Виталий Шенталинский - Осколки серебряного века
Дорого стоила Наталье и Даниилу любовь к поэзии! Участь учеников бывала порой горше судьбы учителей. Тем еще оставляли право доживать под присмотром властей и умереть своей смертью, в собственной постели. А кто хотел, пытался перенять эстафету творчества (на языке Натальи Ануфриевой — зажечь свечу от свечи) у поэтов серебряного века, должен был или отречься от них, или погрузиться в тюремно–лагерное небытие.
При реабилитации Жуковского в 1958 году будет указано, что его погубитель Стефанович «в настоящее время страдает шизофренией» и что «обнаруженные у Жуковского стихи поэта Волошина контрреволюционной литературой не являются». Но вот горькая несправедливость: сочинения самого Стефановича сейчас печатаются, а вот стихов его жертвы мы уже никогда не узнаем — они были уничтожены, как и их автор 4.

Перечень данных
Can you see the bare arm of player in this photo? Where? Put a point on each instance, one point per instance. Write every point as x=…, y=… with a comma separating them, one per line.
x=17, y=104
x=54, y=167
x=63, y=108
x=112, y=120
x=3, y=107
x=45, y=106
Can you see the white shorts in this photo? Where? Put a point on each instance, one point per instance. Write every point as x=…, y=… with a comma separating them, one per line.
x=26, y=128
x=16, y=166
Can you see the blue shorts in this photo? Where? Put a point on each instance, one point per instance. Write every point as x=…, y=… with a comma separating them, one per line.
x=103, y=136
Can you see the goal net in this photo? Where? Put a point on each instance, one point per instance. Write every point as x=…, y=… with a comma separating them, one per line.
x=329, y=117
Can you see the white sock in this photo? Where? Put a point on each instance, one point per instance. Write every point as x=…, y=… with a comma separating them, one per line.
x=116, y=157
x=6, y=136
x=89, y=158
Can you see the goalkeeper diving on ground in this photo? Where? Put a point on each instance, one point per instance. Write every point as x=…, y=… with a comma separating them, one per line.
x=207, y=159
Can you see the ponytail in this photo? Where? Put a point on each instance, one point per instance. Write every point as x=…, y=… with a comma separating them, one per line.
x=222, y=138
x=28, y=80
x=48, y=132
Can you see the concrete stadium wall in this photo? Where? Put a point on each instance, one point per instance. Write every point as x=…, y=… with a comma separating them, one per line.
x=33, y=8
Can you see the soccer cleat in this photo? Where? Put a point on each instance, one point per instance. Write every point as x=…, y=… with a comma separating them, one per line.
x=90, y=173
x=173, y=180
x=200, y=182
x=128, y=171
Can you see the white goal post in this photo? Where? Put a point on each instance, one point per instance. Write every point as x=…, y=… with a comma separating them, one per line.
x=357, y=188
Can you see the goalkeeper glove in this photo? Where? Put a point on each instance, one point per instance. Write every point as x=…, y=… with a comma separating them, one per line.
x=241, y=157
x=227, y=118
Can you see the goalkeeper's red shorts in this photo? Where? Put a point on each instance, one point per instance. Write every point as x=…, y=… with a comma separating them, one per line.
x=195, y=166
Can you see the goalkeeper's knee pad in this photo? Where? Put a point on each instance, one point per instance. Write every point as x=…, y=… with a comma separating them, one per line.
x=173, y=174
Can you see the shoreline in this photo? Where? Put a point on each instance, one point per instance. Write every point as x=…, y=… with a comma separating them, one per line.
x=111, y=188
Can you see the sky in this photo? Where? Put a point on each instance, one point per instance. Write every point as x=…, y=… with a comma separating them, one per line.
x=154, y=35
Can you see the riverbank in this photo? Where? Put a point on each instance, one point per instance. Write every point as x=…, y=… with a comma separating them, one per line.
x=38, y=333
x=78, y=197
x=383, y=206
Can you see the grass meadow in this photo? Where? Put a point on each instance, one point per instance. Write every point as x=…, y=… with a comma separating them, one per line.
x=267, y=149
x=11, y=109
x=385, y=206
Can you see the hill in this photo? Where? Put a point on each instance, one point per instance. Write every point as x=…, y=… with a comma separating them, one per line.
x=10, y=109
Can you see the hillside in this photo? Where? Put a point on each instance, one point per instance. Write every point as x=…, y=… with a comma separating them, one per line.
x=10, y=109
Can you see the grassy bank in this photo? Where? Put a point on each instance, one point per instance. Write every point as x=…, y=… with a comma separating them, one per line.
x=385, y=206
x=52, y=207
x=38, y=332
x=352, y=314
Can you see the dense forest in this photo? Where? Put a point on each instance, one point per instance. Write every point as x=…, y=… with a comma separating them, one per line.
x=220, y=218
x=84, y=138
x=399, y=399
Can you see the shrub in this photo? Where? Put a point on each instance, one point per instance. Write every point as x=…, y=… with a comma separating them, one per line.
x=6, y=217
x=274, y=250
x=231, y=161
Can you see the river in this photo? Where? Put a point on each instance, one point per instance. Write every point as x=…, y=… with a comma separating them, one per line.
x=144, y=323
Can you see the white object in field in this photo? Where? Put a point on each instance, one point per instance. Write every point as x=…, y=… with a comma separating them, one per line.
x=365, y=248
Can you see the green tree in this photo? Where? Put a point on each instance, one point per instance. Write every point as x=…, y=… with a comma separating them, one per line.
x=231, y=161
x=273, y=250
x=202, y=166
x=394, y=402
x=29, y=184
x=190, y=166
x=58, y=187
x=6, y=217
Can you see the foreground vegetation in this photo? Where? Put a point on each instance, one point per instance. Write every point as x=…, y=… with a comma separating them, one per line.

ЦЕЛЬ: Продолжите отрывок о поэтах серебряного века и судьбе их учеников, начав сразу после его последнего предложения. Строки представляют собой отдельный материал.

ПИСЬМЕННЫЙ ОТВЕТ:
Наталью Ануфриеву реабилитируют только в 1991 году, как раз в те дни, когда мне в Прокуратуре удалось познакомиться с ее делом. Стихи ее, слава Богу, уцелели. Встреча их с читателями, надеюсь, уже не за горами.
Для Натальи Ануфриевой поэзия Волошина была постоянной спутницей всей жизни. В дневнике ее, изъятом чекистами, это имя возникает то и дело.
Вот в этой тетради, без обложки:
«М. Волошин говорит о России:
Осталась ты страною исступлений,
Страной, взыскующей любви…
Лет семнадцати или позже, не помню, у меня был афоризм: «Вера есть только высшая ступень любви»…»
Другая тетрадь:
«Я хотела поставить эпиграфом к этой вещи стихи М. В.:
Мы зараженные совестью. В каждом
Стеньке — Святой Серафим…»
Думала о Волошине Наталья часто, писала много, а вот встретила только раз.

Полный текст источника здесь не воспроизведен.